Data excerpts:
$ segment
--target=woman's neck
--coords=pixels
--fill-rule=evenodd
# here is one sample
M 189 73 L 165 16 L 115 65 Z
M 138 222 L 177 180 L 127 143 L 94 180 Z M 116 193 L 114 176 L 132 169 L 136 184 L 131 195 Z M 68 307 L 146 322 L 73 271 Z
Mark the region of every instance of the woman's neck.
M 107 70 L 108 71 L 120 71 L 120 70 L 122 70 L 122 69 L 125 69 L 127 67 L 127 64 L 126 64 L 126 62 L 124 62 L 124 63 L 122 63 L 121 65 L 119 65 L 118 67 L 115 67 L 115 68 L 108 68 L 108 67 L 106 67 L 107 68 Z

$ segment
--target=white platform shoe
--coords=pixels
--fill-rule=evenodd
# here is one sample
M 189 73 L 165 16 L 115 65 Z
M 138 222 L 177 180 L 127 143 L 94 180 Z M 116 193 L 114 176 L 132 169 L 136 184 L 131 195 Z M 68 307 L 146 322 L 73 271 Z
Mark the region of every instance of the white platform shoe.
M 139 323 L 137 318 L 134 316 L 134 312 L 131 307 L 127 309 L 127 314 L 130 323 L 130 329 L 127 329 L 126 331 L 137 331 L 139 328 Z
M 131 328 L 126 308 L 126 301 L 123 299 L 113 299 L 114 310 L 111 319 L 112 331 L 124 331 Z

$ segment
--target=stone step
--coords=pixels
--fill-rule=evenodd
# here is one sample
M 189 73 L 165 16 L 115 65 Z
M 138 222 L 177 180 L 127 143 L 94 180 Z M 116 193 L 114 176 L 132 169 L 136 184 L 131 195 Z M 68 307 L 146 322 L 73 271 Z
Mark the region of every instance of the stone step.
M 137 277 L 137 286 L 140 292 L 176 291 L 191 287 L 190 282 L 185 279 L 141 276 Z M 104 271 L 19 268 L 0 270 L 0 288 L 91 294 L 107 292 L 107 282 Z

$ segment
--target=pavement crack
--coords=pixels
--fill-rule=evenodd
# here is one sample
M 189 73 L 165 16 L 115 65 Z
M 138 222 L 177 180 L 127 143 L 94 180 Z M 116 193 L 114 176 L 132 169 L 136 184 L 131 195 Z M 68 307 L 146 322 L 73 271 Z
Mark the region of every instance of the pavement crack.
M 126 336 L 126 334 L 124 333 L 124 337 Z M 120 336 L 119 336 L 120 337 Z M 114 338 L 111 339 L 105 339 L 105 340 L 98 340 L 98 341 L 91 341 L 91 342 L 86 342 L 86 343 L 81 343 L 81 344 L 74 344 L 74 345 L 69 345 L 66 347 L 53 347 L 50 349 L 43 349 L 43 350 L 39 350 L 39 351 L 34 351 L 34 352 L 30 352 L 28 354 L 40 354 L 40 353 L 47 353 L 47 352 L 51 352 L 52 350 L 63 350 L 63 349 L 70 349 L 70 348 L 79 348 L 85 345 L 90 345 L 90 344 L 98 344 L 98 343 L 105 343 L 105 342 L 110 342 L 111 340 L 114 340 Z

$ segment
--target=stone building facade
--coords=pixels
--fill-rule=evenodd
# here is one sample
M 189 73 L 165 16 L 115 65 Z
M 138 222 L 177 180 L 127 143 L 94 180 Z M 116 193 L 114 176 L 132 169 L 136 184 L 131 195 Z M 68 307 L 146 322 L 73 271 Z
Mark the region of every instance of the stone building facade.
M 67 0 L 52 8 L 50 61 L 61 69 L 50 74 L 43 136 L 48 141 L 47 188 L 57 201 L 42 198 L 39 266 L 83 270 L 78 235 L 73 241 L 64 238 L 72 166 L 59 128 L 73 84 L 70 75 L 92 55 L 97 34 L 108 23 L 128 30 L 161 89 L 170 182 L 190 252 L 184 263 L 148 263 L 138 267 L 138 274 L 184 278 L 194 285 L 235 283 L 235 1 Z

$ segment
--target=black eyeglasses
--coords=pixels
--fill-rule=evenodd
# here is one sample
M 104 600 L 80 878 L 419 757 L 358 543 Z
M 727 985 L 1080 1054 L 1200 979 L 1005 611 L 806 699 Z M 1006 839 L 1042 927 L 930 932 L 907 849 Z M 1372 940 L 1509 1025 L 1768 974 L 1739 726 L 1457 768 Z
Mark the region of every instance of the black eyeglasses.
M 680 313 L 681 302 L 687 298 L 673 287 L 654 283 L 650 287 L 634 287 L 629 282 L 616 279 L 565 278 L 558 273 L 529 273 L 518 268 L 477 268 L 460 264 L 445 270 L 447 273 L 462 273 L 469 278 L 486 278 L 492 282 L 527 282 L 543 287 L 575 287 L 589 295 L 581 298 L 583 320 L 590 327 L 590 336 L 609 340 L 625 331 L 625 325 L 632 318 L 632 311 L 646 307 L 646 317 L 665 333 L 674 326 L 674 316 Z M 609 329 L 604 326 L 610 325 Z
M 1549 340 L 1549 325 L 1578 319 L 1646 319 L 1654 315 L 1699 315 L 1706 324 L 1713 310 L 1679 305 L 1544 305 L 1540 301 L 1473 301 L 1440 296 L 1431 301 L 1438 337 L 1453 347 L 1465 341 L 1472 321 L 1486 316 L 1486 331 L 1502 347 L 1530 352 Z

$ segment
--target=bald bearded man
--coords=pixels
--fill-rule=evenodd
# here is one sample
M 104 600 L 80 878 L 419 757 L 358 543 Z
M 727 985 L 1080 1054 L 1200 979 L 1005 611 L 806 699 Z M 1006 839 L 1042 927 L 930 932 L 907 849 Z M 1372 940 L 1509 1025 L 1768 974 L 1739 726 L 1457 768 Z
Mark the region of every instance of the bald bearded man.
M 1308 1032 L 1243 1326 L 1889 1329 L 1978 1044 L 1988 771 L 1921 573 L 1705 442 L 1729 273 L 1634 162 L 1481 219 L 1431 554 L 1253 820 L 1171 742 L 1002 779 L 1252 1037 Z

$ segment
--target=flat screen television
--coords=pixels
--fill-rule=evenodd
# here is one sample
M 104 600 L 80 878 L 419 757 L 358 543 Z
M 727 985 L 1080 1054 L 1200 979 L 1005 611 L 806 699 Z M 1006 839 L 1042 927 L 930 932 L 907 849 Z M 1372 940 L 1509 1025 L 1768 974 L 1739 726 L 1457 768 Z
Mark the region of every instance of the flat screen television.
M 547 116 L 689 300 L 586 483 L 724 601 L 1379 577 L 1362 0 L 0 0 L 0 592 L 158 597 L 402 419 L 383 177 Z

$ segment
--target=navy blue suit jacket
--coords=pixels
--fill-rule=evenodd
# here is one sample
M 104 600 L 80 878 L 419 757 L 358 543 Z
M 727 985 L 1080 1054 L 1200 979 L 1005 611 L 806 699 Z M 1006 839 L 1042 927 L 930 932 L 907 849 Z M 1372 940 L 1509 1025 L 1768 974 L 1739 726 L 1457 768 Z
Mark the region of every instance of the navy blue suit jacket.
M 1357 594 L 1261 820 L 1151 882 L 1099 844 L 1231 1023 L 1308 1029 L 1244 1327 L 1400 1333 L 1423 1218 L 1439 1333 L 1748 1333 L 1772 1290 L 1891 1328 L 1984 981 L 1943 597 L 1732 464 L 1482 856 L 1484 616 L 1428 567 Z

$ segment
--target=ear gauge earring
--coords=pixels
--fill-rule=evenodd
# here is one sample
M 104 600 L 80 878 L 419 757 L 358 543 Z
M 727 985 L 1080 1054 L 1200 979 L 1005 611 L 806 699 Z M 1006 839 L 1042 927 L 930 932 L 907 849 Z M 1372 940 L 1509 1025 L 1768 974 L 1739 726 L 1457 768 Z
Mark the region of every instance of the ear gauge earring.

Task description: Write out each entry again, leaving every word as it is.

Answer for this exercise:
$ segment
--target=woman's neck
--coords=pixels
--fill-rule=evenodd
# here is one sample
M 189 73 L 165 16 L 115 65 Z
M 138 222 L 177 180 L 127 143 L 94 180 Z M 116 193 L 114 176 L 132 169 L 136 184 L 131 195 Z M 68 307 L 146 322 L 73 271 Z
Mark the region of every instance of the woman's neck.
M 107 70 L 108 71 L 120 71 L 120 70 L 122 70 L 122 69 L 125 69 L 127 67 L 127 64 L 126 64 L 126 62 L 124 62 L 124 63 L 122 63 L 121 65 L 119 65 L 118 67 L 115 67 L 115 68 L 108 68 L 108 67 L 106 67 L 107 68 Z

$ segment
--target=white platform shoe
--coords=pixels
--fill-rule=evenodd
# here is one sample
M 189 73 L 165 16 L 115 65 Z
M 138 222 L 177 180 L 127 143 L 94 180 Z M 116 193 L 114 176 L 132 169 L 136 184 L 131 195 Z M 68 307 L 146 322 L 73 271 Z
Mark the region of every instance of the white platform shoe.
M 139 323 L 137 318 L 134 316 L 134 312 L 131 307 L 127 309 L 127 314 L 130 323 L 130 329 L 127 329 L 126 331 L 137 331 L 139 328 Z
M 131 328 L 126 308 L 126 301 L 123 299 L 113 299 L 114 310 L 111 319 L 112 331 L 124 331 Z

$ segment
--target=stone step
--coords=pixels
--fill-rule=evenodd
# here is one sample
M 189 73 L 165 16 L 115 65 Z
M 138 222 L 177 180 L 127 143 L 94 180 Z M 116 193 L 114 176 L 132 169 L 136 184 L 131 195 Z M 68 307 L 146 322 L 73 271 Z
Mark the region of every instance of the stone step.
M 137 277 L 137 286 L 140 292 L 176 291 L 191 287 L 190 282 L 185 279 L 141 276 Z M 104 271 L 19 268 L 0 270 L 0 288 L 91 294 L 107 292 L 107 282 Z

$ segment
--target=pavement crack
--coords=pixels
--fill-rule=evenodd
# here is one sample
M 189 73 L 165 16 L 115 65 Z
M 138 222 L 177 180 L 127 143 L 94 180 Z M 116 193 L 114 176 L 132 169 L 136 184 L 131 195 Z M 68 307 L 146 322 L 73 271 Z
Mark the region of every instance of the pavement crack.
M 126 336 L 126 334 L 124 333 L 124 337 Z M 120 336 L 119 336 L 120 337 Z M 114 338 L 111 339 L 105 339 L 105 340 L 98 340 L 98 341 L 91 341 L 91 342 L 86 342 L 86 343 L 81 343 L 81 344 L 74 344 L 74 345 L 69 345 L 66 347 L 53 347 L 50 349 L 43 349 L 43 350 L 39 350 L 39 351 L 34 351 L 34 352 L 30 352 L 28 354 L 40 354 L 40 353 L 47 353 L 47 352 L 51 352 L 52 350 L 63 350 L 63 349 L 70 349 L 70 348 L 79 348 L 85 345 L 90 345 L 90 344 L 98 344 L 98 343 L 105 343 L 105 342 L 110 342 L 111 340 L 114 340 Z

$ segment
--target=stone building facade
--coords=pixels
--fill-rule=evenodd
# here is one sample
M 189 73 L 165 16 L 115 65 Z
M 138 222 L 177 180 L 127 143 L 94 180 Z M 116 193 L 114 176 L 132 169 L 136 184 L 131 195 Z M 68 307 L 146 322 L 73 271 Z
Mark the region of every instance of the stone building facade.
M 67 0 L 52 8 L 50 61 L 61 69 L 50 74 L 43 136 L 48 141 L 47 188 L 57 201 L 42 198 L 39 266 L 83 270 L 78 235 L 73 241 L 64 238 L 72 166 L 59 128 L 73 84 L 70 75 L 92 55 L 97 34 L 108 23 L 128 30 L 161 89 L 170 182 L 190 252 L 184 263 L 148 263 L 138 267 L 138 274 L 184 278 L 194 285 L 235 283 L 235 1 Z

$ segment
--target=black eyeglasses
--coords=pixels
--fill-rule=evenodd
# here is one sample
M 104 600 L 80 878 L 419 757 L 358 543 Z
M 727 985 L 1080 1054 L 1200 979 L 1005 611 L 806 699 Z M 1006 839 L 1042 927 L 930 932 L 907 849 Z M 1372 940 L 1509 1025 L 1768 974 L 1739 726 L 1457 768 Z
Mark the region of every instance of the black eyeglasses.
M 680 313 L 681 302 L 687 298 L 673 287 L 654 283 L 650 287 L 634 287 L 629 282 L 616 279 L 565 278 L 558 273 L 529 273 L 518 268 L 477 268 L 460 264 L 445 270 L 447 273 L 462 273 L 469 278 L 486 278 L 492 282 L 527 282 L 543 287 L 575 287 L 589 295 L 581 298 L 583 320 L 590 327 L 590 336 L 609 340 L 625 331 L 625 325 L 632 318 L 632 311 L 646 307 L 646 317 L 665 333 L 674 326 L 674 316 Z M 609 329 L 604 326 L 610 325 Z
M 1549 340 L 1549 325 L 1578 319 L 1646 319 L 1654 315 L 1699 315 L 1706 324 L 1713 310 L 1679 305 L 1544 305 L 1540 301 L 1473 301 L 1440 296 L 1431 301 L 1438 337 L 1453 347 L 1465 341 L 1472 321 L 1486 316 L 1486 331 L 1502 347 L 1530 352 Z

$ segment
--target=bald bearded man
--coords=pixels
--fill-rule=evenodd
# here is one sample
M 104 600 L 80 878 L 419 757 L 358 543 Z
M 727 985 L 1080 1054 L 1200 979 L 1005 611 L 806 699 Z M 1006 839 L 1042 927 L 930 932 L 907 849 Z M 1372 940 L 1509 1025 L 1768 974 L 1739 726 L 1457 768 Z
Mark the region of every instance of the bald bearded man.
M 1308 1032 L 1243 1326 L 1889 1329 L 1978 1044 L 1988 771 L 1921 573 L 1705 442 L 1729 273 L 1634 162 L 1481 219 L 1431 554 L 1253 820 L 1171 742 L 1002 779 L 1252 1037 Z

$ segment
--target=flat screen television
--coords=pixels
--fill-rule=evenodd
# here is one sample
M 104 600 L 80 878 L 419 757 L 358 543 Z
M 727 985 L 1080 1054 L 1200 979 L 1005 611 L 806 699 Z M 1006 839 L 1042 927 L 930 932 L 907 849 Z M 1372 940 L 1509 1025 L 1768 974 L 1739 726 L 1457 768 Z
Mark the region of every instance of the flat screen television.
M 547 116 L 689 300 L 586 483 L 724 601 L 1379 577 L 1362 0 L 0 0 L 0 592 L 158 597 L 402 419 L 383 177 Z

$ segment
--target=navy blue suit jacket
--coords=pixels
--fill-rule=evenodd
# here is one sample
M 104 600 L 80 878 L 419 757 L 358 543 Z
M 727 985 L 1080 1054 L 1200 979 L 1005 611 L 806 699 Z M 1006 839 L 1042 927 L 930 932 L 907 849 Z M 1372 940 L 1509 1025 L 1768 974 L 1739 726 L 1457 768 Z
Mark the region of every instance of the navy blue suit jacket.
M 1357 594 L 1261 820 L 1151 882 L 1099 844 L 1231 1023 L 1308 1029 L 1244 1327 L 1400 1333 L 1423 1218 L 1439 1333 L 1748 1333 L 1772 1290 L 1891 1328 L 1984 981 L 1943 597 L 1732 464 L 1482 856 L 1484 616 L 1428 567 Z

$ segment
--target=ear gauge earring
--coords=pixels
--fill-rule=evenodd
# here is one sample
M 104 600 L 80 878 L 419 757 L 358 543 Z
M 727 985 L 1080 1054 L 1200 979 L 1005 611 L 806 699 Z M 1006 839 L 1042 927 L 930 932 L 907 849 Z M 1372 940 L 1509 1025 L 1768 974 L 1739 726 L 1457 768 Z
Mark the region of every instance of the ear gauge earring.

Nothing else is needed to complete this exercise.